[TASK BRIEF] From the passage below on the Medicare kidney disease initiative, list every type of provider or supplier that participating organizations must include.

[SELECTED PASSAGE]

Last month the US government Centers for Medicare & Medicaid Services (CMS) announced a “new initiative designed to identify, test, and evaluate new ways to improve care for Medicare beneficiaries with End-Stage Renal Disease.” Through the initiative, CMS will “partner with health care providers and suppliers to test the effectiveness of a new payment and service delivery model in providing these beneficiaries with patient-centered, high-quality care.”
This should be welcome news to the estimated 1.3% of people on Medicare who have ESRD and who, according to the CMS, “have significant health care needs” and “accounted for an estimated 7.5% of Medicare spending, totaling over $20 billion in 2010.” According to the CMS, “These high costs are often the result of underlying disease complications and multiple co-morbidities, such as coronary artery disease and hypertension, which often lead to high rates of hospital admission and readmissions, as well as a mortality rate that is much higher than the general Medicare population.”
CMS continues: “Through the Comprehensive ESRD Care Initiative, CMS will enter into agreements with groups of health care providers and suppliers called ESRD Seamless Care Organizations who will work together to provide beneficiaries with a more patient-centered, coordinated care experience. Participating organizations must include at least a dialysis facility, a nephrologist, and one other Medicare provider or supplier. This initiative is being run through the CMS Innovation Center, which was created by the Affordable Care Act to test new models of delivering health care that can potentially lower costs and improve patient care.”
Although it is much too early in the game even to speculate on what may come of the federal government’s renewed interest in improving options for Medicare recipients with ESRD, this is an initiative deserving of support. The current approach to treating ESRD appears to be less than cost-effective, and any initiative aimed at improving service to people with ESRD and reducing some strain on the Medicare budget is probably a positive thing.
Under the initiative, “participating organizations will assume clinical and financial responsibility for a group of beneficiaries with ESRD, based on where these beneficiaries receive services. Beneficiaries will retain the right to see any Medicare provider they choose and these organizations will be evaluated on their performance on quality measures, which include beneficiary health and experience. Those organizations successful in improving beneficiary health outcomes and lowering the per capita cost of care for beneficiaries will have an opportunity to share in Medicare savings with CMS.”
This seems a promising initiative, and certainly one that ought to be observed closely as it unfolds. For the sake of senior kidney disease sufferers, other people with ESRD, and the health of the Medicare system, let us hope it bears some fruit.

Image-grounded pointing data
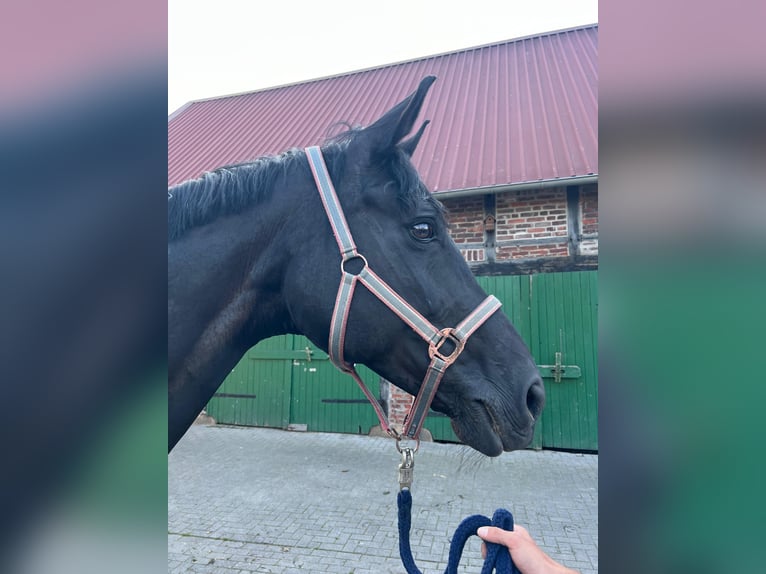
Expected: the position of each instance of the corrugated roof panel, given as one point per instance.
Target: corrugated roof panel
(516, 111)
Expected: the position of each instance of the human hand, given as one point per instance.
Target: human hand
(526, 554)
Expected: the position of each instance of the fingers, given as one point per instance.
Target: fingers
(504, 537)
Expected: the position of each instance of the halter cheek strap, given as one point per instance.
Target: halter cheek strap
(436, 338)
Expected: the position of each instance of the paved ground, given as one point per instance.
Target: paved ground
(244, 500)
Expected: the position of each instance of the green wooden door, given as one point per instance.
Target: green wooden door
(555, 313)
(564, 322)
(257, 391)
(324, 399)
(287, 380)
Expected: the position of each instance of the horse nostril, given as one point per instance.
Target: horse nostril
(536, 398)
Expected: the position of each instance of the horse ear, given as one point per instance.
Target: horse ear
(396, 123)
(408, 146)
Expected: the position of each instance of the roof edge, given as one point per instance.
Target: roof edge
(389, 65)
(537, 184)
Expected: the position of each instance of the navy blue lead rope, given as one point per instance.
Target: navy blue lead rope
(498, 558)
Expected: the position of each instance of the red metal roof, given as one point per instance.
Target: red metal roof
(510, 112)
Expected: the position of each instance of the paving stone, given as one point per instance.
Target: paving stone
(264, 500)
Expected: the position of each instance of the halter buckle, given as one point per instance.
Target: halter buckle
(449, 334)
(353, 256)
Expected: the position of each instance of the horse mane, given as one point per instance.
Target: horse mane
(231, 188)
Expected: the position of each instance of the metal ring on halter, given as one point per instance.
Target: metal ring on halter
(399, 447)
(447, 335)
(351, 257)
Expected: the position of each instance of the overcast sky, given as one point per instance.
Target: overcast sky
(219, 47)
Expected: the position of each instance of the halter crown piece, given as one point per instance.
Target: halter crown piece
(367, 277)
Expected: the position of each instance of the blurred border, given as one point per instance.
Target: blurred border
(82, 224)
(83, 164)
(682, 280)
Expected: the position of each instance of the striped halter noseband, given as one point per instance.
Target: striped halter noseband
(435, 338)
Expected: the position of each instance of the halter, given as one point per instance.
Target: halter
(436, 338)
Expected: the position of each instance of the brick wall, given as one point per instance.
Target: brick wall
(530, 224)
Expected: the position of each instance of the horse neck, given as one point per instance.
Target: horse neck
(223, 283)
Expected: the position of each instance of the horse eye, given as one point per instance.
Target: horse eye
(422, 231)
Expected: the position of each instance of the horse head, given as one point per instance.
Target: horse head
(493, 392)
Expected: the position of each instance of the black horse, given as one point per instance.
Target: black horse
(251, 255)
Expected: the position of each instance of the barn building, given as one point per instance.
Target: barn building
(511, 151)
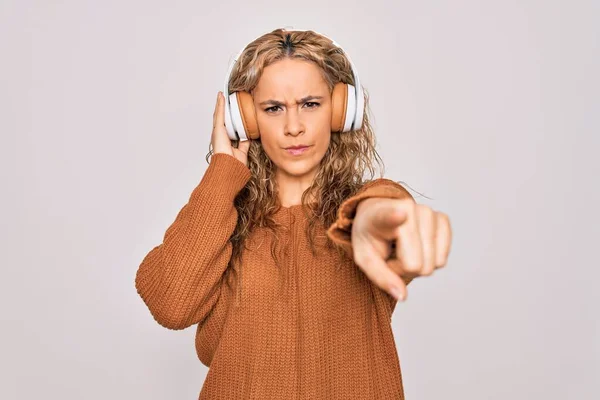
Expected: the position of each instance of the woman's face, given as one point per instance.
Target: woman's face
(293, 108)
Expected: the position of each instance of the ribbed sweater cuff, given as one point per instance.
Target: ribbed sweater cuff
(225, 176)
(340, 231)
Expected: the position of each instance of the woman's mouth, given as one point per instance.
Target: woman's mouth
(297, 150)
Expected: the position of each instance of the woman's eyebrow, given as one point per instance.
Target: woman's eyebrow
(279, 103)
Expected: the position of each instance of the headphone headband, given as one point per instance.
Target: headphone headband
(356, 122)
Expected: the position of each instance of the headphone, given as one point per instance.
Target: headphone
(347, 101)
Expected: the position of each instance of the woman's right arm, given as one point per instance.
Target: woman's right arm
(179, 280)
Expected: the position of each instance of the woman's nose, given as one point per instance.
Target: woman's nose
(293, 123)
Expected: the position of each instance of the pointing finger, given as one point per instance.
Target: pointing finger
(379, 273)
(409, 248)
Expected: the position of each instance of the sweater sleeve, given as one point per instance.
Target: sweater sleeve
(179, 280)
(340, 231)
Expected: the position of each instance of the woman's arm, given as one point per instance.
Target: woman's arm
(180, 279)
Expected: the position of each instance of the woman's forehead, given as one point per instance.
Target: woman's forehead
(290, 80)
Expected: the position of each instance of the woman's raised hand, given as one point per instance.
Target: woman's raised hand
(221, 143)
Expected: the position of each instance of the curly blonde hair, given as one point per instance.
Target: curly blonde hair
(342, 170)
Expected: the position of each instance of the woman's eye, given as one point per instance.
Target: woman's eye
(271, 109)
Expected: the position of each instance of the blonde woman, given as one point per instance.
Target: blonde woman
(287, 257)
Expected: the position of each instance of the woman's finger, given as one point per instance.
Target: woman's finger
(409, 249)
(427, 228)
(443, 240)
(377, 270)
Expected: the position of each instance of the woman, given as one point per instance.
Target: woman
(284, 258)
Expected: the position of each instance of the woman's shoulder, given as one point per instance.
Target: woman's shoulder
(383, 186)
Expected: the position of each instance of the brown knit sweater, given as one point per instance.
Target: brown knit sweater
(328, 335)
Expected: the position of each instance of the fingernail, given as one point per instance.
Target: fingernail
(397, 293)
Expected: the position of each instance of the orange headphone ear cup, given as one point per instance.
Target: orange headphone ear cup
(339, 102)
(248, 113)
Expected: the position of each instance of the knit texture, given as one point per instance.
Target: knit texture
(328, 335)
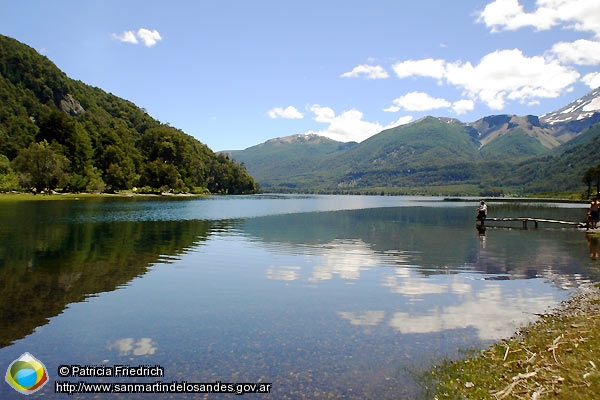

[YOUR RESPONSE]
- A dialysis facility
- A nephrologist
- One other Medicare provider or supplier